Записки провинциальных сыщиков (страница 2)

Страница 2

Совсем маленькие города полицейских исполнительных чиновников не имели, если это был уездный город, то в нем полицией руководил помощник исправника, а если это заштатный городишко, то его под свою опеку брал становой пристав.

Кроме того, полицейские надзиратели с полицейской командой могли быть на железнодорожных станциях (они отвечали непосредственно за станционный поселок, линию отчуждения железной дороги обслуживали жандармы), на заводах, в шахтах, рудниках, в крупных селах и поселках.

Естественно, что в населенных пунктах, в которых имелись исполнительные чиновники полиции, были и городовые (по приведенным в разделе «Городская полиция» нормам).

Уезд делился на несколько станов, во главе каждого из которых стоял становой пристав. На отпускаемые ему 300 рублей в год он должен был нанимать письмоводителя и содержать канцелярию. До 1903 года становому приставу подчинялись урядники, сотские и десятские.

Должность урядника была учреждена в 1878 году. Это нижний чин уездной полиции, нынешний аналог сельских участковых. Существовали пешие и конные урядники.

Должность сотского и десятского была выборной, их выбирал сельский сход, сотского – от части стана, называемой сотней, десятских – от селений. Если сход не находил кандидата на вышеуказанную должность, то общество скидывалось и нанимало десятского или сотского, заключив с ними договор. Десятские подчинялись сотским, а те – уряднику и становому. В их обязанности входило поддержание общественного порядка, оказание помощи в розыске и задержании подозреваемых в правонарушениях, охрана арестованных при становой квартире, их конвоирование, работа рассыльных. На практике сотские и десятские становились бесплатными слугами станового пристава, особенно это касалось тех, кто проживал в том населенном пункте, где была квартира станового.

········

Цель задания 1:
Процитируйте дословно фрагмент записей, который начинается со строки, содержащей «Could you please locate the building», и продолжается до конца записей; обе границы включаются.
Записи никак не связаны с исходным текстом.

········

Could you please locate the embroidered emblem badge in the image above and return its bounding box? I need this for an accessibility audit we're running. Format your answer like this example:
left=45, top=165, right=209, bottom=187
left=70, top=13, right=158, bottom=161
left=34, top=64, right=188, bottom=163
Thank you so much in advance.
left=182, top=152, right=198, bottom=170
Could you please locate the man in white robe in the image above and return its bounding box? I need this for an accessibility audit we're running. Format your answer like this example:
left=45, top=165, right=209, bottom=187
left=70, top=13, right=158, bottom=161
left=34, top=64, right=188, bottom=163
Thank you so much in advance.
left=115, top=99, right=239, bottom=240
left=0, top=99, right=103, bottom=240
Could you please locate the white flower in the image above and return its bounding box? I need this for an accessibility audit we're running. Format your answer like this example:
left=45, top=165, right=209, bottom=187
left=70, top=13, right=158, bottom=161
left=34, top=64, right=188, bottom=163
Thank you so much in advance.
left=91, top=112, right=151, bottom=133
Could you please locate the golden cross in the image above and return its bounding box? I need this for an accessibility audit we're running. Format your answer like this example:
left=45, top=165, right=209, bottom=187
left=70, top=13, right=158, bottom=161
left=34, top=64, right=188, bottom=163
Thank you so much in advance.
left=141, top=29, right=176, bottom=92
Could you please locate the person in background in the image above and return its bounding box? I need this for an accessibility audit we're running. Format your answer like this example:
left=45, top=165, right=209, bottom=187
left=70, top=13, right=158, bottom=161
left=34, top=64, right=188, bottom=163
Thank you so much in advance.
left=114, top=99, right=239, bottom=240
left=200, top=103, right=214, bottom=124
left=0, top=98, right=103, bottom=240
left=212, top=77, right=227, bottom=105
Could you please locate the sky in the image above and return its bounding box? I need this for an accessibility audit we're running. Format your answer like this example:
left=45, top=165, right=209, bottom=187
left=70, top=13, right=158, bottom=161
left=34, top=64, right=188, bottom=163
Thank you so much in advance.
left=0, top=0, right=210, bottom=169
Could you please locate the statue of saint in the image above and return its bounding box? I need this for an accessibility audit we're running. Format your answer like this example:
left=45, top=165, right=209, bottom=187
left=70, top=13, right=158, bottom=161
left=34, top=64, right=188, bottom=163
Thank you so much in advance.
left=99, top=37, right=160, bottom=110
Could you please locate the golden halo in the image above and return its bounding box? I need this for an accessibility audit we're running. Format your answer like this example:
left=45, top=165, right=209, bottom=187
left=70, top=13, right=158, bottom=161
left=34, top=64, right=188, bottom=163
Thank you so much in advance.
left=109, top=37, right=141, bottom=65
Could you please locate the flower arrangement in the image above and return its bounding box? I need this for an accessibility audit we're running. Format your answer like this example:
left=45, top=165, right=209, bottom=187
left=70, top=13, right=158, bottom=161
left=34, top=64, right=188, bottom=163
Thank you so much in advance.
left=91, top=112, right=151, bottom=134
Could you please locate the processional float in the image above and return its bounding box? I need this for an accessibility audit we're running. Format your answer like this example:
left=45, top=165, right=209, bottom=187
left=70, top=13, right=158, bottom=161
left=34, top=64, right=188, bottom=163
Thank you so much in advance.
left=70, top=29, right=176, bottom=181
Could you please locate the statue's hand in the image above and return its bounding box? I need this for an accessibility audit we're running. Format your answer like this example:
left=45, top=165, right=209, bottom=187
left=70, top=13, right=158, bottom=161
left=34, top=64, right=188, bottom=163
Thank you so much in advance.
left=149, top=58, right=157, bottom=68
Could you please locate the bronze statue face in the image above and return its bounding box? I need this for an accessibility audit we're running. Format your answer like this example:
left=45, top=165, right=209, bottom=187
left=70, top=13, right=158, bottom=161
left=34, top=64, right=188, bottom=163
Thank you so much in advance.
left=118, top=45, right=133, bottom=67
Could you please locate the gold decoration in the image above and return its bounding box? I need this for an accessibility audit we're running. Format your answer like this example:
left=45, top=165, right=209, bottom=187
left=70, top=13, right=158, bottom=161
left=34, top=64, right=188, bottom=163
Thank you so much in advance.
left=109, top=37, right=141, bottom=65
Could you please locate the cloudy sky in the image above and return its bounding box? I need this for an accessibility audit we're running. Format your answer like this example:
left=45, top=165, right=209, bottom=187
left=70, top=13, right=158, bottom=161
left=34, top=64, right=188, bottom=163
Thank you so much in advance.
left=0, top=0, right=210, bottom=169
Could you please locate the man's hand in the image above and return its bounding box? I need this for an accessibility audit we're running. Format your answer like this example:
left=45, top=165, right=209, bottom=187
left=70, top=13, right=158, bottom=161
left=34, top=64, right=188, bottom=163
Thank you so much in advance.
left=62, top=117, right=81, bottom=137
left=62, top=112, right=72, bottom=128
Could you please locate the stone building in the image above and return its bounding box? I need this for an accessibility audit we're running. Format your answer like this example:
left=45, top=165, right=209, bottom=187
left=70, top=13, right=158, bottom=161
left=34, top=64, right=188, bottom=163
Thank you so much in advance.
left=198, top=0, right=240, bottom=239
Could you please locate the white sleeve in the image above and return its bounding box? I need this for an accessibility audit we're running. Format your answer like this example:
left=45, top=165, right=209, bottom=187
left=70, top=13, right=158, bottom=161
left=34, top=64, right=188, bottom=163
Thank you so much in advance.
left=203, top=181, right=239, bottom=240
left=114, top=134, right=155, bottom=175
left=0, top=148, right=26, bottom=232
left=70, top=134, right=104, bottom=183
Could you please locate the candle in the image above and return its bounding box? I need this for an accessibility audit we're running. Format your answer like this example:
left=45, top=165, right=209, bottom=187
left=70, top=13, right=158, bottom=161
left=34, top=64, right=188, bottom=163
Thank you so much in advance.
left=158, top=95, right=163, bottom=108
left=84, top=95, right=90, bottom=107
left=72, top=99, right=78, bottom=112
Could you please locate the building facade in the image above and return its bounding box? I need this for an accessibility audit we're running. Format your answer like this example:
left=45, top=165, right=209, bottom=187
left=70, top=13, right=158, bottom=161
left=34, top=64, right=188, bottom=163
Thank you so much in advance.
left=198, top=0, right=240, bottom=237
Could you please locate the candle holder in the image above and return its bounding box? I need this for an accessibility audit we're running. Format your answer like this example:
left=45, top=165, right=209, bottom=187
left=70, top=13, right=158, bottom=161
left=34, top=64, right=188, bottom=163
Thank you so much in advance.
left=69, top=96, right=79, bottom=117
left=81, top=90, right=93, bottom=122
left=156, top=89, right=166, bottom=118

········

Цель задания 2:
Выведите без изменений фрагмент исходного текста, который начинается со слов «Кроме того, полицейские» и заканчивается словами «сотские и десятские.», включая обе границы.

Решение задачи 1:
Could you please locate the building facade in the image above and return its bounding box? I need this for an accessibility audit we're running. Format your answer like this example:
left=45, top=165, right=209, bottom=187
left=70, top=13, right=158, bottom=161
left=34, top=64, right=188, bottom=163
Thank you so much in advance.
left=198, top=0, right=240, bottom=237
Could you please locate the candle holder in the image above and return its bounding box? I need this for an accessibility audit we're running. Format your answer like this example:
left=45, top=165, right=209, bottom=187
left=70, top=13, right=158, bottom=161
left=34, top=64, right=188, bottom=163
Thank you so much in advance.
left=69, top=96, right=79, bottom=117
left=81, top=90, right=93, bottom=122
left=156, top=89, right=166, bottom=118

Решение задачи 2:
Кроме того, полицейские надзиратели с полицейской командой могли быть на железнодорожных станциях (они отвечали непосредственно за станционный поселок, линию отчуждения железной дороги обслуживали жандармы), на заводах, в шахтах, рудниках, в крупных селах и поселках.

Естественно, что в населенных пунктах, в которых имелись исполнительные чиновники полиции, были и городовые (по приведенным в разделе «Городская полиция» нормам).

Уезд делился на несколько станов, во главе каждого из которых стоял становой пристав. На отпускаемые ему 300 рублей в год он должен был нанимать письмоводителя и содержать канцелярию. До 1903 года становому приставу подчинялись урядники, сотские и десятские.